§ **What to produce**
Rewrite the listing below, switching each "sparse vegetation" to "scattered shrubs" and keeping everything else the same. Leave the pictures out of your answer.

§ **Data provided**
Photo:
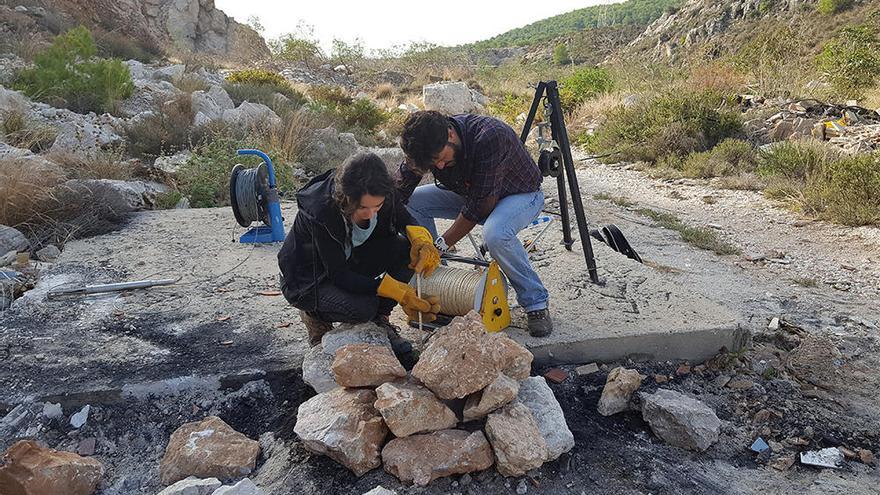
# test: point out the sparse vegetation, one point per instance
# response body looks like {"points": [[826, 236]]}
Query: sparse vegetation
{"points": [[67, 75], [702, 238], [851, 60], [673, 123], [818, 180], [19, 131]]}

§ **Task answer**
Photo:
# test: point out the scattered shrubs, one point per instance
# response body looks like {"points": [[826, 236]]}
Query: scattered shrubs
{"points": [[67, 75], [702, 238], [851, 60], [673, 123], [818, 180], [19, 131]]}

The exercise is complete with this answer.